OBJECTIF A ->
Relevez toutes les lignes des enregistrements qui contiennent le mot « tree ».

===============

Me Maxime PLANTARD de la SCP DAYDE – PLANTARD – ROCHAS & VIRY, avocat au barreau d’AIX-EN-PROVENCE
Me Maud ANDRIEUX, avocat au barreau de MARSEILLE
Décision déférée à la Cour :
Jugement du Conseil de Prud’hommes – Formation paritaire de MARSEILLE en date du 22 Janvier 2019 enregistré au répertoire général sous le n° F17/02081.
APPELANT
Monsieur [P] [W], demeurant [Adresse 3]
représenté par Me Maxime PLANTARD de la SCP DAYDE – PLANTARD – ROCHAS & VIRY, avocat au barreau d’AIX-EN-PROVENCE substitué par Me David TRAMIER, avocat au barreau D’AIX-EN-PROVENCE
INTIMEES
CGEA CENTRE DE GESTION ET D’ETUDE AGS DE [Localité 8], demeurant [Adresse 7]
non représentée
Société EDEN DIVE, SARL au capital de 25.000,00 €, numéro SIRET 80059391500013, ayant son siège social [Adresse 4], représentée par Maître [H] [S] désigné en qualité de mandataire liquidateur de la Société EDEN DIVE, selon jugement du 15.06.2023 rendu par le Tribunal de Commerce de MARSEILLE, dont l’étude est située [Adresse 2].
représentée par Me Maud ANDRIEUX, avocat au barreau de MARSEILLE substituée par Me Stéphanie BESSET-LE CESNE, avocat au barreau de MARSEILLE
*-*-*-*-*
COMPOSITION DE LA COUR
En application des dispositions des articles 804 et 805 du code de procédure civile, l’affaire a été débattue le 25 Janvier 2024, en audience publique, les avocats ne s’y étant pas opposés, devant Mme Emmanuelle CASINI, Conseillère, chargée du rapport, qui a fait un rapport oral à l’audience, avant les plaidoiries.
Ce magistrat a rendu compte des plaidoiries dans le délibéré de la cour, composée de :
Madame Véronique SOULIER, Présidente
Mme Stéphanie BOUZIGE, Conseillère
Mme Emmanuelle CASINI, Conseillère
Greffier lors des débats : Monsieur Kamel BENKHIRA.
Les parties ont été avisées que le prononcé de la décision aurait lieu par mise à disposition au greffe le 08 Mars 2024.
ARRÊT
Réputé contradictoire,
Prononcé par mise à disposition au greffe le 08 Mars 2024
Signé par Madame Véronique SOULIER, Présidente et Monsieur Kamel BENKHIRA, Greffier, auquel la minute de la décision a été remise par le magistrat signataire.

===============

OBJECTIF B ->
Poursuivez la rédaction de l'arrêt de la cour ci-dessus en reprenant juste après sa dernière phrase.

Extraits de données de pointage
===============

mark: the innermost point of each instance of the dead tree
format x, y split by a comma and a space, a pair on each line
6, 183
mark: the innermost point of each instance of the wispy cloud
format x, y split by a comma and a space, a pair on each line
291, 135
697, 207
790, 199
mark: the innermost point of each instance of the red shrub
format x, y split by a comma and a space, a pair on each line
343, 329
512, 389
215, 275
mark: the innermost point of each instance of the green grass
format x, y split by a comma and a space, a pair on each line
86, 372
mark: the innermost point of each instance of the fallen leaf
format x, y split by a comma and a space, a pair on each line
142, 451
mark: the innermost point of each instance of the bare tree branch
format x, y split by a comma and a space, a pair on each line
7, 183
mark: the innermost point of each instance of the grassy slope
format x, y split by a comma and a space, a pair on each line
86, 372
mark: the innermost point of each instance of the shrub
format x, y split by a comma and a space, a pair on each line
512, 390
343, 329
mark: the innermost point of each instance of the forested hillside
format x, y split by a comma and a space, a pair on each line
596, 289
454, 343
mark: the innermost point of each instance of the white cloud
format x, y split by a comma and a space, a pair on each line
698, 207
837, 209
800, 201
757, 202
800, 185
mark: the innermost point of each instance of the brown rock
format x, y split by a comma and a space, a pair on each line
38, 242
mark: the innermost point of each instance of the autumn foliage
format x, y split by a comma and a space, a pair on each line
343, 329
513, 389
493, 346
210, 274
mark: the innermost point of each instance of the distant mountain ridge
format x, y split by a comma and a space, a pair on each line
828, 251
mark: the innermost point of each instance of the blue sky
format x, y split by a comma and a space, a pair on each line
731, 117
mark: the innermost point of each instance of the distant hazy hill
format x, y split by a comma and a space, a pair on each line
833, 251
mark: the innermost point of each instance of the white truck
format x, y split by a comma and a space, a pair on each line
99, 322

===============

RÉSULTAT ATTENDU A ->
mark: the innermost point of each instance of the dead tree
mark: the innermost point of each instance of the bare tree branch

RÉSULTAT ATTENDU B ->
*
Monsieur [P] [W] a répondu à une offre d’emploi émanant de la société EDEN DIVE, exploitant un club de plongée situé sur le port de [Localité 6], aux fins d’être embauché en contrat à durée déterminé saisonnier de 6 mois en qualité de moniteur à compter du 1er mai 2017 moyennant une rémunération de 1.550 euros nets.
Monsieur [W] s’est rendu sur son lieu de travail à [Localité 6] le 28 avril 2017, date à compter de laquelle la société EDEN DIVE l’a hébergé temporairement dans la salle de cours du club.
Suite à un différend portant sur le logement de Monsieur [W], la relation a pris fin le 7 mai 2017.
Monsieur [W] n’a pas signé le contrat de travail qui lui a été soumis le 5 mai 2017.
La Convention collective applicable est celle du sport du 7 juillet 2005 étendue par arrêté du 21 novembre 2006 (IDCC 2511).
Par requête en date du 14 septembre 2017, Monsieur [W] a saisi le conseil de prud’hommes aux fins de voir reconnaître l’existence d’un contrat de travail et condamner la société EDEN DIVE à lui payer diverses sommes au titre de l’exécution du contrat, ainsi que de la rupture de celui-ci.
Suivant jugement du 22 janvier 2019, le conseil de prud’hommes a débouté Monsieur [W] de l’intégralité de ses demandes, constatant l’absence de relation contractuelle entre les parties, permettant d’établir l’existence d’un contrat de travail.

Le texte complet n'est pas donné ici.